As I mentally prepare for the annual Fourth of July parade in Mandan, North Dakota that will last hours, I remembered Krista’s enlightening interview with Jacob Needleman, a philosopher who spoke about the spiritual and moral ideals of the American founders — and how these ideals resonate in our culture today.

Democracy, Needleman says, is inner work, not just a set of outward structures. And, as we as a society reassess our priorities during these uncertain economic times, his conversation from several years ago seem particularly prescient, and wise:

“It’s become so trivialized, freedom. It’s wonderful to be able to go where I want and do what I want and buy what I want, buy and buy, and get and get, and talk and talk, and I have no constraints. We certainly need external liberty. God knows that’s one of the most precious things this country has to offer the masses of humanity who have come here. I don’t mean to put that down in any way. Without that, without that, the rest is just academic. But without the inner meaning of freedom and liberty, we have to ask, ‘Well, what is this freedom for?’ It’s not just a freedom to get a big house and a big car and a lot of goods. So inner freedom is an idea that has gone out of our conversation. Inner freedom means inwardly to be free from these egoistic, selfish cravings, which make our life turn around into chaos. It’s an interior freedom which maybe you can say is mystical or certainly spiritual, but without that dimension to the idea of freedom, the idea of freedom becomes purely external and eventually selfish.”
# # #
» **TO DO**:
1. Answer these questions about the passage:
(a) In which town is the Fourth of July parade held?
(b) According to Needleman, democracy is what kind of work?
(c) As the quotation defines it, inner freedom means being inwardly free from what?
2. Repeat the passage word for word from "As I mentally" to "our culture today.".

» **STORED DATA**:
# # #
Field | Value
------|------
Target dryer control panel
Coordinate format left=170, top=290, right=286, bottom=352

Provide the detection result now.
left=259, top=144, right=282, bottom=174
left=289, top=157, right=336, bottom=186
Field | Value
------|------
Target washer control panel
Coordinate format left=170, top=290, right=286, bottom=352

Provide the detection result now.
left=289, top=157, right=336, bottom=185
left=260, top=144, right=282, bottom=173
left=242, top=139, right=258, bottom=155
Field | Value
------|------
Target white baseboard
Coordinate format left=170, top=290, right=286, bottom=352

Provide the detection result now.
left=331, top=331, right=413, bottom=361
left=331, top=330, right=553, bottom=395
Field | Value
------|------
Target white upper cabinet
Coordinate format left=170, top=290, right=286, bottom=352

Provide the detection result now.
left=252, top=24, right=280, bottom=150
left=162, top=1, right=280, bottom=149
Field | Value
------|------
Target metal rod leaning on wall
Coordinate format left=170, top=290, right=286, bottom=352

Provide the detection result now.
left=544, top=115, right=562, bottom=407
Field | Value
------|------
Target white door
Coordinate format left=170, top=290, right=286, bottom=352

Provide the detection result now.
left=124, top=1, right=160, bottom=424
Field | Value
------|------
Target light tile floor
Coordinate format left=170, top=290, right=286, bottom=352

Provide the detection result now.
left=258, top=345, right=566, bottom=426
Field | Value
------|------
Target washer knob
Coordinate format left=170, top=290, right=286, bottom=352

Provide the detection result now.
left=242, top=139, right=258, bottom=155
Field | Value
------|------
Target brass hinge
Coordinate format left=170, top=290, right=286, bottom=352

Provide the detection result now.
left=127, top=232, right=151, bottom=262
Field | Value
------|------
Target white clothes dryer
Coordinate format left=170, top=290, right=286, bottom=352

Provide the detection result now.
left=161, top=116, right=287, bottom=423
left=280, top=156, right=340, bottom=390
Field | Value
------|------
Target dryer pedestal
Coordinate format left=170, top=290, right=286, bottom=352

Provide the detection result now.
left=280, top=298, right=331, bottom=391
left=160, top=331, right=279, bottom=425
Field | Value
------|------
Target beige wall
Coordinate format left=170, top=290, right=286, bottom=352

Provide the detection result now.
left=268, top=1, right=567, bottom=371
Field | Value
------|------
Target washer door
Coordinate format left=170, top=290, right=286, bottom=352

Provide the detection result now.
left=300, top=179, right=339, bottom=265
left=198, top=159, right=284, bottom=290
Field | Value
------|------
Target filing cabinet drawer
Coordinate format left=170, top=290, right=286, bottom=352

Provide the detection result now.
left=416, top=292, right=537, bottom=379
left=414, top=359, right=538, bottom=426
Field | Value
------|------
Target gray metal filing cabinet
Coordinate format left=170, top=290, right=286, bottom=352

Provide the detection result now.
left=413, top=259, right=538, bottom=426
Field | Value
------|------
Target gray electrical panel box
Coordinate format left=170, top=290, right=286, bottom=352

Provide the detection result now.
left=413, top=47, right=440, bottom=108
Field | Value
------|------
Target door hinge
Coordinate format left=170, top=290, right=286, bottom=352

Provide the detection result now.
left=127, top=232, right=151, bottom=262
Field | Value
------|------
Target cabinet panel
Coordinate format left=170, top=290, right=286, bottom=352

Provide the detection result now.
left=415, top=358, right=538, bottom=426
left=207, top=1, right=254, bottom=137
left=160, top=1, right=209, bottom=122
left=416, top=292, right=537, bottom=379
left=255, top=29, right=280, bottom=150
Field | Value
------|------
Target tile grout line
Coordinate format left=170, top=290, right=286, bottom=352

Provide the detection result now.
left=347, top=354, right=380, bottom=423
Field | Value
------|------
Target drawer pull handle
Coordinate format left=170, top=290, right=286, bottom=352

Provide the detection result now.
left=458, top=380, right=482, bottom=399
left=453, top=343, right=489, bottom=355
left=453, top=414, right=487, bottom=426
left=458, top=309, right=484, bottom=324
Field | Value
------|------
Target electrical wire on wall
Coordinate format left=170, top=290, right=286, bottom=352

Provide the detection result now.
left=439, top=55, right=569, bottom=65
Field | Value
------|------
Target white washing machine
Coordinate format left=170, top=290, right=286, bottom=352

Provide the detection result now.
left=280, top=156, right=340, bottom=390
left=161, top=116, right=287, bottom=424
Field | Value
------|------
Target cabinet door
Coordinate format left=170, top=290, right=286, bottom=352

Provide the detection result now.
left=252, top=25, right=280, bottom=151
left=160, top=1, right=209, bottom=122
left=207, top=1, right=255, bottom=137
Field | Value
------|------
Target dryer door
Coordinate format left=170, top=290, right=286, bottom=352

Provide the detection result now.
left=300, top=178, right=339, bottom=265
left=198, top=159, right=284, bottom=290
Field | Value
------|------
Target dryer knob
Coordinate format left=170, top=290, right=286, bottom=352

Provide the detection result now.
# # #
» **EXERCISE ANSWERS**:
1.
(a) Mandan, North Dakota
(b) Inner work
(c) Egoistic, selfish cravings

2.
As I mentally prepare for the annual Fourth of July parade in Mandan, North Dakota that will last hours, I remembered Krista’s enlightening interview with Jacob Needleman, a philosopher who spoke about the spiritual and moral ideals of the American founders — and how these ideals resonate in our culture today.